**Exercise instructions:** Rewrite the stretch from the start of the items below through the line containing "x=362, y=315", requests included. Multiply each answer coordinate by 1.8 and round to a whole number, with halves going up; the request lines and their sample coordinates stay as they are.

-- START Exercise material --

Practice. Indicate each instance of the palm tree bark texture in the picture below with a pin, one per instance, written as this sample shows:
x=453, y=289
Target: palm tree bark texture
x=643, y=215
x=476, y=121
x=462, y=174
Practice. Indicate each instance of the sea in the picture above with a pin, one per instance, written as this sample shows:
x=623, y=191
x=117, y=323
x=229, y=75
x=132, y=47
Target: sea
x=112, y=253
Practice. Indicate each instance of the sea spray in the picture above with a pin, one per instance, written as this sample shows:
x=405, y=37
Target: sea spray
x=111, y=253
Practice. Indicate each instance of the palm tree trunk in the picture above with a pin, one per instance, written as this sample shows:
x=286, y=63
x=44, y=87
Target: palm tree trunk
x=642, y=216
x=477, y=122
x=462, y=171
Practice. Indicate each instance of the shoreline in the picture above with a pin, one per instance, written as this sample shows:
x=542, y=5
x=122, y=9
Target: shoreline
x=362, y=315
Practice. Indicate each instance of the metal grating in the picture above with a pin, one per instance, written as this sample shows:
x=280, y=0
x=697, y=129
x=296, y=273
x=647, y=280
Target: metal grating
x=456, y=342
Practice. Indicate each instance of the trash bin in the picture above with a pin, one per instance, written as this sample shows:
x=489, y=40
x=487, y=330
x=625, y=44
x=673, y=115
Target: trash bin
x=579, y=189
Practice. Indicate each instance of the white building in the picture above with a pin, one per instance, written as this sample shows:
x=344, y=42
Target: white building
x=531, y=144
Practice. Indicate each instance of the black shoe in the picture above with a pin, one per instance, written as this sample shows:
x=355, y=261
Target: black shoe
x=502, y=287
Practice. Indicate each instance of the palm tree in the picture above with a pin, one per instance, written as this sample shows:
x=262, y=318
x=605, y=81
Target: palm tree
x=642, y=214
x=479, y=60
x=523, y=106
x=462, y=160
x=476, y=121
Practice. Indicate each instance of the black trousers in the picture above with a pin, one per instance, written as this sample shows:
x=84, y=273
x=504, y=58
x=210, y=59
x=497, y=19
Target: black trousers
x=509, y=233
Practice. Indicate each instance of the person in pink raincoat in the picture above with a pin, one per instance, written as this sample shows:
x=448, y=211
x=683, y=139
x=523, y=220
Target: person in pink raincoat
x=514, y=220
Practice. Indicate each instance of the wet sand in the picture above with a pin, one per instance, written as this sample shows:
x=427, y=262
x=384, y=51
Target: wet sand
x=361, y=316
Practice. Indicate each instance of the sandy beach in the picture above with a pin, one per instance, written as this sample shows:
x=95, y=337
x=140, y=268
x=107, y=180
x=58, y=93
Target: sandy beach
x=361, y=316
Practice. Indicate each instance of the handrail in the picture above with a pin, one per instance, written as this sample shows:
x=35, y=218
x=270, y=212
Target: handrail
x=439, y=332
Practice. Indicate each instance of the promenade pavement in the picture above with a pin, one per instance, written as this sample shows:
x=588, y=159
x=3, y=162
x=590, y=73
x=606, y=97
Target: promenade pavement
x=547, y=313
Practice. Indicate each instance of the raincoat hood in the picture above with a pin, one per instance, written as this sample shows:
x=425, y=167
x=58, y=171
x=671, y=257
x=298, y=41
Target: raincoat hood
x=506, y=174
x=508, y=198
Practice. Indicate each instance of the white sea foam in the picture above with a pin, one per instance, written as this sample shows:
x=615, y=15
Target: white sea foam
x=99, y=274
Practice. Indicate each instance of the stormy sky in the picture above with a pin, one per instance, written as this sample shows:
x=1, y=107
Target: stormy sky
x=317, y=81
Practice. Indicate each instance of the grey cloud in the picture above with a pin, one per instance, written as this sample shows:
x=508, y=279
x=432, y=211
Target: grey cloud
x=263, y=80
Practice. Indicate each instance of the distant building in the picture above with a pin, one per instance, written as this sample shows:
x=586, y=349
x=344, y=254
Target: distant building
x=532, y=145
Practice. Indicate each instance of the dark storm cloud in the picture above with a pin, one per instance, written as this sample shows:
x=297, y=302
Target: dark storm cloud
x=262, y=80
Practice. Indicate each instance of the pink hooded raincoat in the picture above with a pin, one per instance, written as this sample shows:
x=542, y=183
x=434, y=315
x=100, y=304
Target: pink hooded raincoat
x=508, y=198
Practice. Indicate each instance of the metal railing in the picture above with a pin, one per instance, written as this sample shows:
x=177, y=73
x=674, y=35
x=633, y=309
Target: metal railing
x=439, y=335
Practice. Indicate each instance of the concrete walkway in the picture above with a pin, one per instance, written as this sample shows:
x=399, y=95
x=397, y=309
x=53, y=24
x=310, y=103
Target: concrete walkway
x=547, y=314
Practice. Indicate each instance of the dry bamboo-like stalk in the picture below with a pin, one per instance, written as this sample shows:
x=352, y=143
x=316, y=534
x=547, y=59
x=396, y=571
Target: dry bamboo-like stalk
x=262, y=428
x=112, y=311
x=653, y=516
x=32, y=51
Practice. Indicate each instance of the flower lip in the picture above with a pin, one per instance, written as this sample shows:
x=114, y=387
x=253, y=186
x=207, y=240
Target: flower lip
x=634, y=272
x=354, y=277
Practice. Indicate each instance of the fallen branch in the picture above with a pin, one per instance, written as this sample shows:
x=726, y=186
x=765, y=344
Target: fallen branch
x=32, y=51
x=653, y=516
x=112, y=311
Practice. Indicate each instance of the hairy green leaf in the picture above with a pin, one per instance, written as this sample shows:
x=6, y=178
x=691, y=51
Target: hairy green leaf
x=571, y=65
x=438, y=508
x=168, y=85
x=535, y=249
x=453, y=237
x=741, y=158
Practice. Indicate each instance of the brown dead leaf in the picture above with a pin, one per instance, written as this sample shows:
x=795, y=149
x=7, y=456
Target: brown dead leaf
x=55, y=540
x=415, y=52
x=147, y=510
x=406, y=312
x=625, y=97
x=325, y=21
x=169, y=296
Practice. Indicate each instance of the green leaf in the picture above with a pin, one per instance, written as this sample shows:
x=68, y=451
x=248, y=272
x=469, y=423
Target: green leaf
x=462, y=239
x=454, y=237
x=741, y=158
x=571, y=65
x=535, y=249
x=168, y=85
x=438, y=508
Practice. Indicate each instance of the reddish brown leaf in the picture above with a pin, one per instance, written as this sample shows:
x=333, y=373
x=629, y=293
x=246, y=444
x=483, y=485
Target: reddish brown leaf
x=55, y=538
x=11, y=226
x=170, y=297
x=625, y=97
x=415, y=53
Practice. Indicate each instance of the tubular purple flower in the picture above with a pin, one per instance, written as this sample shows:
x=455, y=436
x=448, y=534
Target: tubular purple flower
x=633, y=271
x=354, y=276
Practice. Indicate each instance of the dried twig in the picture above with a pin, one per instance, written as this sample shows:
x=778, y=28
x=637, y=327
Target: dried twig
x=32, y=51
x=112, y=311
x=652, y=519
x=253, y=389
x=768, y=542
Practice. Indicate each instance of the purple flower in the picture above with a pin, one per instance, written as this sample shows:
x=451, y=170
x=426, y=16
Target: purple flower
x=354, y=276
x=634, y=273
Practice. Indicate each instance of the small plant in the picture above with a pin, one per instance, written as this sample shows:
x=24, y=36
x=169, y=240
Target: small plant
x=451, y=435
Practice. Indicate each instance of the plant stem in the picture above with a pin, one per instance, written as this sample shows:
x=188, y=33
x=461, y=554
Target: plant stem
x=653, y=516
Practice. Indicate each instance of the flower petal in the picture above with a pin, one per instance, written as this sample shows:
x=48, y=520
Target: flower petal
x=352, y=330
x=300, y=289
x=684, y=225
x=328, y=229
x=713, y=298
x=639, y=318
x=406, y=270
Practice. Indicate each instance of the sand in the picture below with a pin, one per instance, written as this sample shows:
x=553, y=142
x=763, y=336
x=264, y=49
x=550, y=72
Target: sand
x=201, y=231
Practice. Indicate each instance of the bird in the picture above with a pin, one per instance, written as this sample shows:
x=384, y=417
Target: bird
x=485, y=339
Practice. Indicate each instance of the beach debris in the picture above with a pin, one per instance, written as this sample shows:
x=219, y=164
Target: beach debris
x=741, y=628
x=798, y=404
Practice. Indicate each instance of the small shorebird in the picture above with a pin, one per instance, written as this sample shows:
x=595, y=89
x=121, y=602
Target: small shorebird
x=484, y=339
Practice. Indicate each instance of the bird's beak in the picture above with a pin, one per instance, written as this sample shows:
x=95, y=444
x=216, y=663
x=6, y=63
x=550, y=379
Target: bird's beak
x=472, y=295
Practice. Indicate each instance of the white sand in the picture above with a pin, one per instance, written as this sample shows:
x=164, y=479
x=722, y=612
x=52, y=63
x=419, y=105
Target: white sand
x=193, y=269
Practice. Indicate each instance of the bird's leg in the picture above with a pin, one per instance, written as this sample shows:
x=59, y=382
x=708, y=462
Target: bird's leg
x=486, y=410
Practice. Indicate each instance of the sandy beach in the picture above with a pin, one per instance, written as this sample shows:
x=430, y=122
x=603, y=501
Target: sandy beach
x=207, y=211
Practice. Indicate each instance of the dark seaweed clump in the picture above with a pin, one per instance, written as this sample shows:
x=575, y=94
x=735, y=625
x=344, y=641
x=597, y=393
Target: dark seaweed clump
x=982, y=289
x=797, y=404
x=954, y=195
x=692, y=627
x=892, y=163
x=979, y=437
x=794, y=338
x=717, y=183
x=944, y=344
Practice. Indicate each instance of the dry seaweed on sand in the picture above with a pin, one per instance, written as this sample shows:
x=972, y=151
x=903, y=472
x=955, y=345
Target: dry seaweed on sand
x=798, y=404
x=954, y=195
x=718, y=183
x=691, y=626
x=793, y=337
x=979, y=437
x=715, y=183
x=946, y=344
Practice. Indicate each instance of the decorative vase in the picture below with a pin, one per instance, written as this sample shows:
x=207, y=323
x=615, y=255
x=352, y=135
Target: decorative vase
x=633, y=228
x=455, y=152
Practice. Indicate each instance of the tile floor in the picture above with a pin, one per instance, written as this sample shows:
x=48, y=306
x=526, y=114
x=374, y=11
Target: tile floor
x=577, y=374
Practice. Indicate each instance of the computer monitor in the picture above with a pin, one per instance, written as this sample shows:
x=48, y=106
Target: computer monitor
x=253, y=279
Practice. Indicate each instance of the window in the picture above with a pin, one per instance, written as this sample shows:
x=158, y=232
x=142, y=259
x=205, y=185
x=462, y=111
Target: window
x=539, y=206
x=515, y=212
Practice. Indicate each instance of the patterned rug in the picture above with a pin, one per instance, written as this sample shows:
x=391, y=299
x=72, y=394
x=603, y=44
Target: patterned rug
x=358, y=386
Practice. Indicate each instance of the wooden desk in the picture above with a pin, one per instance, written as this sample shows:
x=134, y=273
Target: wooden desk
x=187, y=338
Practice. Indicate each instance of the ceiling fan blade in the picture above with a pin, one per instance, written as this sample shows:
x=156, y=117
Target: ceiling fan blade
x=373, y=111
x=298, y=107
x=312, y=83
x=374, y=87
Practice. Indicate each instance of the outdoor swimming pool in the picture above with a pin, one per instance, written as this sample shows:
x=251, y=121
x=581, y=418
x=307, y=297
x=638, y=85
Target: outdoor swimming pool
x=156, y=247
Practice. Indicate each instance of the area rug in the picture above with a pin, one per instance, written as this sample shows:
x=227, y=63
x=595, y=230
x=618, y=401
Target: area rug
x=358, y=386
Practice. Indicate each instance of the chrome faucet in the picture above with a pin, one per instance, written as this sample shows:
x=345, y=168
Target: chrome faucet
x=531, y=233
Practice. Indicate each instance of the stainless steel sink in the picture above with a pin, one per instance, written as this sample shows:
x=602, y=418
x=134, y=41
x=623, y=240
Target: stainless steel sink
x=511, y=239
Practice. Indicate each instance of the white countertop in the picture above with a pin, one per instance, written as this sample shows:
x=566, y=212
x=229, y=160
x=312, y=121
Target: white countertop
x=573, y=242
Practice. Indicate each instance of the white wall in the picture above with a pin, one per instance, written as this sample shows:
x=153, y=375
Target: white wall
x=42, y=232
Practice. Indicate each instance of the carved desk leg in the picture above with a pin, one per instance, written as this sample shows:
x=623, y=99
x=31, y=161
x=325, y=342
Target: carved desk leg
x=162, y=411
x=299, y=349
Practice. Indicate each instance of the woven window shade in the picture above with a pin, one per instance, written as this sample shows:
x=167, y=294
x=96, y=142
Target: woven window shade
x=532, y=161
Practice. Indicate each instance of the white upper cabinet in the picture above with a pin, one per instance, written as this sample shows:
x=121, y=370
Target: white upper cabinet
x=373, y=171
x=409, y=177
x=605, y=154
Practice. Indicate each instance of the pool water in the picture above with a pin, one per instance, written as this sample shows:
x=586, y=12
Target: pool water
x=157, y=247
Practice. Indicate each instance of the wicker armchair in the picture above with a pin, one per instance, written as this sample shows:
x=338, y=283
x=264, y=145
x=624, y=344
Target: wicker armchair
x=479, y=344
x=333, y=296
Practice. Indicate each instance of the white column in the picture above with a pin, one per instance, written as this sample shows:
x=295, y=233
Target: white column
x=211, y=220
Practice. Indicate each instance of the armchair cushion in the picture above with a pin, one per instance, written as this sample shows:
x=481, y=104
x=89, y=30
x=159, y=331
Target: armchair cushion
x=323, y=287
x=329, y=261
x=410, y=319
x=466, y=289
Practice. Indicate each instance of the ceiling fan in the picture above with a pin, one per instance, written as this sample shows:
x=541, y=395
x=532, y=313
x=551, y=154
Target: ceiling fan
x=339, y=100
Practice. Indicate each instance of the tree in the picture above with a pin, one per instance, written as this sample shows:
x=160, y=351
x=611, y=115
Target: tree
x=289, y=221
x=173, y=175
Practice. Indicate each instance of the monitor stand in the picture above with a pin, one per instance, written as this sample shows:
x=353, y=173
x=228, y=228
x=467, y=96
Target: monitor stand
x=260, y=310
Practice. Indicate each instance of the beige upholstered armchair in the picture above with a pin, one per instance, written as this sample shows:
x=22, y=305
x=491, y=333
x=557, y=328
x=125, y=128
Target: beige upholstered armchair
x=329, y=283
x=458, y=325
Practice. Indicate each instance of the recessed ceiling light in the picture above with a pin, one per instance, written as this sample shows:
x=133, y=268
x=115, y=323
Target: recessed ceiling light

-- END Exercise material --

**Result:**
Practice. Indicate each instance of the palm tree bark texture in the picture below with a pin, one per instance, written as this sample shows:
x=453, y=289
Target: palm tree bark texture
x=1157, y=387
x=857, y=218
x=832, y=313
Practice. Indicate each instance of the sea in the picture above with a pin, one per instance, written as this sample shows:
x=623, y=191
x=117, y=323
x=229, y=75
x=132, y=47
Target: sea
x=202, y=455
Practice. Indicate each instance of the sea spray in the picture above with a pin, one per instance, written as this sample shows:
x=405, y=37
Target: sea spray
x=200, y=455
Practice. Indicate each instance of the palm tree trunk in the picture above with a pin, one per instance, written as this sample shows:
x=286, y=63
x=44, y=87
Target: palm tree trunk
x=1156, y=389
x=859, y=220
x=832, y=308
Practice. Indicate each instance of the shoreline in the picture above with a pin, one per instance, written as this sample shows:
x=542, y=5
x=122, y=9
Target: shoreline
x=652, y=567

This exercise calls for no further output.